*To be done*. Repeat each line of the material below exactly as it appears, minus any pictures.

————

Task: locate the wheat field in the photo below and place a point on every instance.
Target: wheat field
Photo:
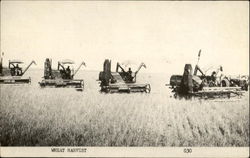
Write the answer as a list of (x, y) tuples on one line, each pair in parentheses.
[(31, 116)]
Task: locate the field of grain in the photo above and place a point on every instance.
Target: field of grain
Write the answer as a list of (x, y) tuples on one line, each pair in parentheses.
[(31, 116)]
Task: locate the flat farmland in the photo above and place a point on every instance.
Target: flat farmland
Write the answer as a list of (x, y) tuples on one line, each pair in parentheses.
[(31, 116)]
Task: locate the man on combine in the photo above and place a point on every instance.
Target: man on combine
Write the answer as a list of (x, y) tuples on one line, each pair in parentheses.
[(130, 77)]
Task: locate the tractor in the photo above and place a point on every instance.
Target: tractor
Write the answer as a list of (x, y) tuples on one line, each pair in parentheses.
[(121, 80), (63, 76), (208, 86), (13, 74)]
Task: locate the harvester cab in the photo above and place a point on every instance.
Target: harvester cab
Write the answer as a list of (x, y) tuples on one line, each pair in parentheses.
[(63, 76), (120, 80), (13, 74), (128, 76), (202, 85)]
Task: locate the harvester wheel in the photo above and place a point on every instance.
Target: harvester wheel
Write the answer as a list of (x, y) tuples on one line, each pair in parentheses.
[(147, 88)]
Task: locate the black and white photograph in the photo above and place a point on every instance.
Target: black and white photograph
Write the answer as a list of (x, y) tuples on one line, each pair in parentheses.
[(129, 75)]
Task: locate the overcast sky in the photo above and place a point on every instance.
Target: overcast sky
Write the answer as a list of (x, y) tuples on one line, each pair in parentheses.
[(164, 35)]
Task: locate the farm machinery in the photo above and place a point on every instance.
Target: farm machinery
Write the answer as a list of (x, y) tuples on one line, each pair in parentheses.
[(63, 76), (215, 85), (13, 74), (121, 80)]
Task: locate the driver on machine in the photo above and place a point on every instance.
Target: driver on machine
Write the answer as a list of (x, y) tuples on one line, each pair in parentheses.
[(130, 77)]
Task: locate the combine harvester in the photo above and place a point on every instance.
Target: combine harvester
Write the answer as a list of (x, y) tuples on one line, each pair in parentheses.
[(207, 86), (120, 81), (63, 76), (13, 74)]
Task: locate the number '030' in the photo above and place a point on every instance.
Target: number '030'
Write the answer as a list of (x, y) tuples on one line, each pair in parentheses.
[(187, 150)]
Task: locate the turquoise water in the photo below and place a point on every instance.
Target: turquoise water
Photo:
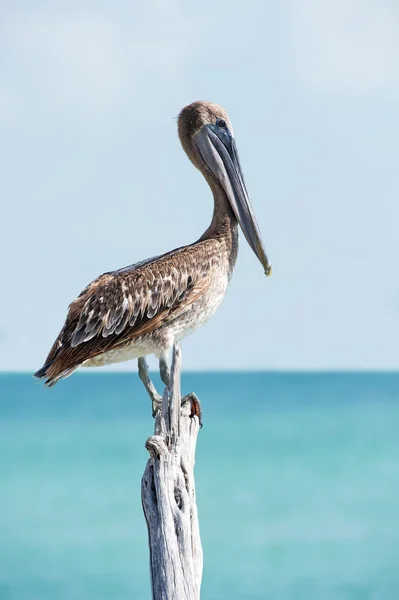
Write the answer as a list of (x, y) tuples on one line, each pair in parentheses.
[(297, 484)]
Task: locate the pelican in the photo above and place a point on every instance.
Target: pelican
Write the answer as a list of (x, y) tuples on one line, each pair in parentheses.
[(145, 308)]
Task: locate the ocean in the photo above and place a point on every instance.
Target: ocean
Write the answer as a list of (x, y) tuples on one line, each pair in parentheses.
[(297, 479)]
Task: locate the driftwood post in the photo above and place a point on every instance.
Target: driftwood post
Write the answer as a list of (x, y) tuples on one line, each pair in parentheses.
[(168, 496)]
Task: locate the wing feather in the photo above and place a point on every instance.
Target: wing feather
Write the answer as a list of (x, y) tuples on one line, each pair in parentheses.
[(122, 305)]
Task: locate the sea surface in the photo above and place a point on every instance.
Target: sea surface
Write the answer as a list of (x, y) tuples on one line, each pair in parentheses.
[(297, 486)]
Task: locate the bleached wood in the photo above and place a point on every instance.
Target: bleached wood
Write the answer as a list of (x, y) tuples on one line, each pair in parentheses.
[(168, 496)]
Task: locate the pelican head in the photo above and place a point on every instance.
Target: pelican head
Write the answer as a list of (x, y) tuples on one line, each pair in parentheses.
[(206, 135)]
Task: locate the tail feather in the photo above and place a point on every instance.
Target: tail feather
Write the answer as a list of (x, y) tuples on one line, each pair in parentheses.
[(52, 374)]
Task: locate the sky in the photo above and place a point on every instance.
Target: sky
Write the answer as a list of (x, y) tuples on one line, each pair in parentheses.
[(93, 178)]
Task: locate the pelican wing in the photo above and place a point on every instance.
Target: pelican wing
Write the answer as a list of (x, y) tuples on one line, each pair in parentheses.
[(122, 305)]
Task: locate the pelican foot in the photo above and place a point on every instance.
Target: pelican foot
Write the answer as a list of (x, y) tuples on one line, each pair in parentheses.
[(196, 410)]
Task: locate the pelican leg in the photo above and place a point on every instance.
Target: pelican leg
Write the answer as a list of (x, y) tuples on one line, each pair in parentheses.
[(164, 371), (156, 399), (196, 410)]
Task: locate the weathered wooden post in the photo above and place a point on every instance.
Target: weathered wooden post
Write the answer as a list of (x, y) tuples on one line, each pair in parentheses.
[(168, 496)]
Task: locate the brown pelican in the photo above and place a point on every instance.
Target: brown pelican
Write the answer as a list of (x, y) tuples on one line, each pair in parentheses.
[(147, 307)]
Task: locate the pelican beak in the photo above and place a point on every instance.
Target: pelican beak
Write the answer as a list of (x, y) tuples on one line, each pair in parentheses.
[(218, 150)]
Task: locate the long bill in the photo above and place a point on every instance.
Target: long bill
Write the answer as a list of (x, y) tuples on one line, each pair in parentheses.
[(218, 150)]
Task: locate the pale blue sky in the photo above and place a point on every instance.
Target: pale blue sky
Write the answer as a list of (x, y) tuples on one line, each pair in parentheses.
[(92, 176)]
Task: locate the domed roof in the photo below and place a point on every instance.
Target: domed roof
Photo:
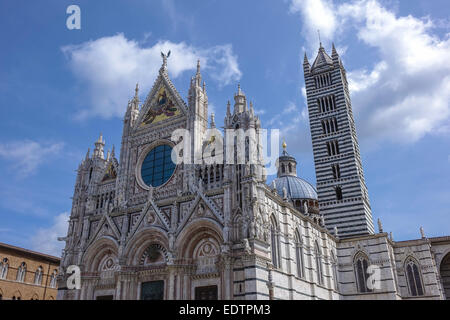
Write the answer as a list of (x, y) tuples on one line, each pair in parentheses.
[(296, 188)]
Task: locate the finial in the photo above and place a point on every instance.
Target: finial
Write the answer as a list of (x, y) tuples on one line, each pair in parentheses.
[(320, 40), (422, 233), (165, 57), (380, 226), (213, 122), (100, 139)]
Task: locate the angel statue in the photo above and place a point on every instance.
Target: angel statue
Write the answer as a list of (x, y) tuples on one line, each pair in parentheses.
[(165, 57)]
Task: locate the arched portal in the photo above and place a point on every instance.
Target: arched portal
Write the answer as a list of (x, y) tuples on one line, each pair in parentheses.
[(445, 275)]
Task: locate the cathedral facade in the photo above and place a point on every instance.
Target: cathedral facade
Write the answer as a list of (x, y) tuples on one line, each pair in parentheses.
[(146, 226)]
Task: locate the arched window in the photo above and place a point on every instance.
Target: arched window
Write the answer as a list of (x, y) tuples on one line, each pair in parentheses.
[(334, 267), (275, 243), (339, 195), (413, 277), (4, 268), (319, 270), (299, 255), (53, 279), (21, 272), (360, 264), (38, 276)]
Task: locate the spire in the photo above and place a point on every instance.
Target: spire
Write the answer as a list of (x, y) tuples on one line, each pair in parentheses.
[(99, 145), (135, 102), (136, 91), (322, 59), (380, 226), (287, 165), (213, 122), (240, 101), (164, 65), (305, 59), (422, 233), (334, 55)]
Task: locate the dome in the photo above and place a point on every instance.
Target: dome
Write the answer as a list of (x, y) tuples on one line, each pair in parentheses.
[(296, 188)]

————

*The output*.
Task: locate the wheat field in the photo below and place a point on every instance.
Target: wheat field
Photo:
Write the answer as a list of (x, y) tuples on one line, each pair in parentheses.
[(31, 116)]
Task: locate the field of grain in the photo above and place a point on every instance.
Target: field of grain
Write the answer as a list of (x, y) tuples on one line, each pair in parentheses.
[(31, 116)]
Task: locate the flat farmland in the photo above and place a point on every instance.
Target: flat farmland
Write the answer as a list of (x, y) tuples on one line, each pair in parentheses.
[(31, 116)]
Task: locate the man on combine in the photo above and place a point on every instance.
Target: man on combine
Write the answer as a list of (x, y) tuples on one line, each pair in parentheses.
[(130, 77)]
Task: locate the tractor in the photo above and place a point on every instance.
Target: tractor
Write the answer as a list of (x, y) tuples on one line, each pair in parentheses.
[(121, 80), (63, 76), (208, 86), (13, 74)]
Task: locate the harvester cab in the photo above and place a point on every instance.
Target: harvester cab
Write the answer as a list of (x, y) tuples on one line, each pair in parentheses.
[(63, 76), (120, 80), (13, 74), (128, 76), (202, 85)]
Task: locate the harvester wheel in the photo above and place a point on every instance.
Target: harvester wheel
Write the answer as a list of (x, y) tuples on one line, each pair in parentheses.
[(147, 88)]
Task: locate the black and white photograph in the photo above and place a point on every instance.
Target: black and white photograph
Write the answer as a list of (x, y) tuples on one line, each pair in parentheses.
[(129, 75)]
Task: locate the overcast sky in the photo above and place a point on every instance.
Target: overcast sky
Write the answer as a list of (x, y) tuples on one line, each pair in parentheses.
[(164, 35)]
Task: locate the farm machinery in the photo above and place a point on every instance.
Target: farm machinery
Write the answer as a list of (x, y) tuples on one line, each pair in parentheses.
[(63, 76), (215, 85), (13, 74), (121, 80)]
Task: locate the driver on machine in the photo above and place a point on every instance.
Target: driver on machine
Write the answer as a list of (x, y) tuples on one line, each pair in parentheses.
[(130, 77)]
Task: locate the combine harvester in the photo above and place a point on every instance.
Target: combine harvester
Write the answer as a list of (x, y) tuples on one line, each pair in parentheses.
[(207, 86), (120, 81), (63, 76), (13, 74)]
Task: locate the number '030' in the photo above and place a point on every instance.
Target: number '030'
Write the answer as a list of (x, y) tuples on one line, each pair in parentheses.
[(187, 150)]
Task: locate the turquoise water in the photo below and place a point on every instance.
Target: turquoise water
Photo:
Write the answer as a list of (x, y) tuples on one line, each pair in parentheses.
[(297, 484)]
Task: locate the pelican in the photo above and place a point on every instance.
Target: pelican
Write the answer as a list of (x, y) tuples on one line, each pair in parentheses.
[(145, 308)]
Task: locate the ocean in the photo above and place a point on every instance.
Target: ocean
Write the answer as a list of (x, y) tuples on one line, each pair in parentheses.
[(297, 479)]
Task: locate the driftwood post in the photo above and place a point on every instance.
Target: driftwood post
Write the answer as a list of (x, y) tuples on one line, each pair in parentheses.
[(168, 496)]
Task: locate the wing feather in the photo above and place a point on every instance.
Target: wing feather
Write the answer as a list of (x, y) tuples on one line, each pair in parentheses.
[(122, 305)]
Task: locate the sea surface in the photo above and place a point on every instance.
Target: sea surface
Write the answer as a list of (x, y) tuples on one line, each pair in parentheses.
[(297, 486)]
Task: locate the bleached wood in the photo above and place a point on every instance.
Target: bleached wood
Write the answer as a list of (x, y) tuples on one line, each pair in parentheses.
[(168, 496)]
Task: locate the pelican head in the photo above and place a point on every instance.
Target: pelican head
Write the answer as a list of (x, y) tuples on one line, each pair in parentheses.
[(206, 135)]
Task: locate the tail feather in the photo above and place a point on every instance.
Target: tail feather
Write the answer as a list of (x, y) tuples on one line, each pair in parentheses.
[(52, 374)]
Task: locate the sky in the photo above and place a point on every instance.
Target: sky
Write the answer as a list of (x, y) tuples on one line, each pair in parentheses.
[(93, 178)]
Task: locate the pelican wing in the photo above and place a point on every instance.
Target: pelican wing
Write the answer as a list of (x, y) tuples on one line, each pair in parentheses.
[(122, 305)]
Task: locate the pelican foot in the photo above and place a point on every instance.
Target: pelican foot
Write the answer as a list of (x, y) tuples on one line, each pair in parentheses.
[(196, 410)]
Task: locate the pelican leg in the photo above and place a point on every instance.
Target: pelican leg
Write the answer as a list of (x, y) tuples on one line, each pair in parentheses.
[(164, 371), (156, 399), (196, 410)]
Task: locate the weathered wooden post in the photo above and place a point on every instance.
Target: weathered wooden post
Write the answer as a list of (x, y) tuples on one line, each pair in parentheses.
[(168, 496)]
Task: locate the brown pelican in the photo above and place a point on every instance.
Target: brown pelican
Write the answer as a list of (x, y) tuples on one line, each pair in parentheses.
[(147, 307)]
Task: locate the pelican beak in the photo above and place a point on every instance.
Target: pelican beak
Write the answer as a list of (x, y) tuples on one line, each pair in parentheses.
[(218, 150)]
Task: locate the long bill in the photo above and place a point on every instance.
Target: long bill
Write the answer as a list of (x, y) tuples on one line, each pair in parentheses.
[(218, 150)]
Task: locate the pale blue sky in the photo above and place a point on every instance.
Target: pale blue sky
Write the answer as a list of (x, y) tuples on one line, each pair in parentheses.
[(92, 176)]
Task: locate the domed roof in the photo below and place a point on every instance.
Target: domed roof
Photo:
Write the answer as a list of (x, y) tuples on one line, each pair in parentheses.
[(296, 188)]
Task: locate the finial in the photo above and place a point on every instance.
Target: finial
Write the answer as a list of (x, y) tuples on one line, each pair in parentheses.
[(320, 40), (422, 233), (165, 57), (380, 226), (213, 122), (100, 139)]
Task: locate the angel statue in the photo above and place a point on every instance.
Target: angel statue
Write the answer as a list of (x, y) tuples on one line, each pair in parentheses.
[(165, 57)]
Task: locate the arched portal in the photo above and place a point on every instance.
Target: arched portal
Write the answer as a list of (x, y) tuples on one line, each pair in parentheses.
[(445, 275)]
Task: locate the cathedral facade in the photo above and place a point on every instance.
Target: cathedral facade
Write the answer as a list of (x, y) tuples on one line, each pair in parentheses.
[(146, 226)]
Task: locate the arched window in the photo above and place a point on every instance.
Target: arched window
Write the answer as a list of (x, y) tuples on one line, each pair in parentheses.
[(334, 267), (275, 243), (339, 195), (413, 277), (4, 268), (319, 270), (299, 255), (53, 279), (21, 272), (360, 264), (38, 276)]
Task: locate the spire in the photo above and place a point on every instance.
Target: spire
Write the answer as a list of (x, y) tuples on one line, each pair in parentheses.
[(99, 145), (135, 102), (136, 91), (322, 59), (380, 226), (287, 165), (213, 122), (240, 101), (164, 65), (305, 59), (422, 233), (334, 55)]
Task: locate the dome in the photo above and place a point on every instance.
Target: dome
Write the answer as a list of (x, y) tuples on one line, each pair in parentheses.
[(296, 188)]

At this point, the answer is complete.